▶

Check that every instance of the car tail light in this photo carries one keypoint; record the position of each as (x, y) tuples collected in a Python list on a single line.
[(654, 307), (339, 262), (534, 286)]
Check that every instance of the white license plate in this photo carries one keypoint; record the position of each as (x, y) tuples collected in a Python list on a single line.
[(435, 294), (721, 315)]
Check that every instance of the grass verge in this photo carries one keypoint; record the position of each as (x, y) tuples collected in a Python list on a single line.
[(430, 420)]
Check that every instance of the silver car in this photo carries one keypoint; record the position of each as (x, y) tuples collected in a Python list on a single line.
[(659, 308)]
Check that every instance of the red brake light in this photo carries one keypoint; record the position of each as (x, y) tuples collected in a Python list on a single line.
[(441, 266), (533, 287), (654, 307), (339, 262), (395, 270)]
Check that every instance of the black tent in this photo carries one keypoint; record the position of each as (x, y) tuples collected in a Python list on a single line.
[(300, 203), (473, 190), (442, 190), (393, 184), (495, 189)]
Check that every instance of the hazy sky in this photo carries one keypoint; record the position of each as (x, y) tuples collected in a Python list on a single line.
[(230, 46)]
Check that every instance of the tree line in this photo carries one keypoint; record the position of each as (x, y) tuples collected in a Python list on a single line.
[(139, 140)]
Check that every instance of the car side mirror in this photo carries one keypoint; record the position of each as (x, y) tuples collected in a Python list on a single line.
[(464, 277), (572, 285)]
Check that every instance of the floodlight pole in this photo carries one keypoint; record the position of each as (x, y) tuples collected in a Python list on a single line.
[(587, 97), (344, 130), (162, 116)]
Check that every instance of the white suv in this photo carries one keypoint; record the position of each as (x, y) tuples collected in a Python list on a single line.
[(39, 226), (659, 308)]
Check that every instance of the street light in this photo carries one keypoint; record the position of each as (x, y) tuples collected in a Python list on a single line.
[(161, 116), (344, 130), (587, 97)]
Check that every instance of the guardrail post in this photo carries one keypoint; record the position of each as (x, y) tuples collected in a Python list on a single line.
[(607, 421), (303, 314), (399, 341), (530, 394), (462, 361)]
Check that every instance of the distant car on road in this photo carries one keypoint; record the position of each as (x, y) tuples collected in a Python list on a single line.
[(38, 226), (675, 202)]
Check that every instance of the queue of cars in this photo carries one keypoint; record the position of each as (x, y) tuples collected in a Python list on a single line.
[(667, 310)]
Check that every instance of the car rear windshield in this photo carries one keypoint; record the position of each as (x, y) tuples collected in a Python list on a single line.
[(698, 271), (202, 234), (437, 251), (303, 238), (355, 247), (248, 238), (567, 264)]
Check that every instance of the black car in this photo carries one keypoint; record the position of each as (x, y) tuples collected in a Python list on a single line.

◀

ASSIGNMENT — Please give all the entries above again, exactly as they stand.

TASK RESULT —
Check that every instance of the car tail light in this photo carries one keypoint; record the position of each as (x, y) tuples collected in a Python list on a single line.
[(654, 307), (339, 262), (534, 286)]
Check that every instance of the white license plate in this photo carries one keypoint; record the position of each as (x, y) tuples collected in a Python list on a single line.
[(435, 294), (721, 315)]
Check that every instance of the grass verge in this photo carries one keypoint; record the position of each as (x, y) tuples collected in a Python list on a single line.
[(430, 420)]
Check that every instance of the silver car in this photo carries one keypoint; record the position of each as (x, y) tuples collected in a Python list on a single line.
[(659, 308)]
Check that every instance of the red brake light in this photo carries one keypoint; record the position of each as (x, y) tuples collected in a Python list on a single line.
[(441, 266), (533, 287), (654, 307), (339, 262), (395, 270)]
Check that every instance of the black tent in this photo carries one keypoint; record the position of each as (x, y) tuples collected in a Python list on a single line.
[(300, 203), (473, 190), (442, 190), (393, 184), (495, 189)]
Check that every instance of the hazy sky in this photo carries one keypoint; record the position of each as (x, y) tuples collected in a Python list on a single line.
[(230, 46)]
Check that every instance of the tree line in this photo carries one keypoint; record the position of each as (x, y) tuples collected in a Python list on a single line.
[(139, 140)]
Check that every instance of the car side mirror in this photo carries one keypoint; record the position of each as (x, y) tuples collected in a Python list on a single line.
[(464, 277), (572, 285)]
Check that every instance of the floodlight pole in this photo carries one keypoint; record the position of each as (x, y) tuples collected in a Python list on a single line.
[(587, 97), (344, 130), (162, 116)]
Check that every instance of the white suv in this photo carries one keypoint; record the position of each as (x, y) tuples collected in a Python list on a single line.
[(39, 226), (659, 308)]
Check that every instance of the street light in this photo carries one keypoint; record the position of each as (x, y) tuples collected in a Python list on a single line.
[(161, 116), (344, 130), (587, 97)]
Check that every instance of the guardrail post in this photo carries one keypoint; record the position of each as (x, y) tuples collected in a Python list on a single line.
[(607, 421), (303, 314), (399, 341), (530, 394), (462, 361)]
Check that every instance of the distant car on road in this photo carries one keypoint; record the position of each as (x, y) tuples collected in a Python list on a single line.
[(38, 226), (675, 202)]
Check that every instance of the queue of cars in this photo carries one keypoint; record the position of each as (x, y) tuples collected in a Python list on a single line.
[(667, 310)]
Check that every instance of the car rear windshield in this photo carries one keypoint; record the position of each as (x, y) tuples collected in a Python list on a single line.
[(698, 271), (202, 234), (437, 251), (303, 238), (355, 247), (248, 238), (567, 264)]
Check that every instance of the black car in this photo carries one keypoint; record the position of each as (x, y) tuples collected in a Python list on a single line.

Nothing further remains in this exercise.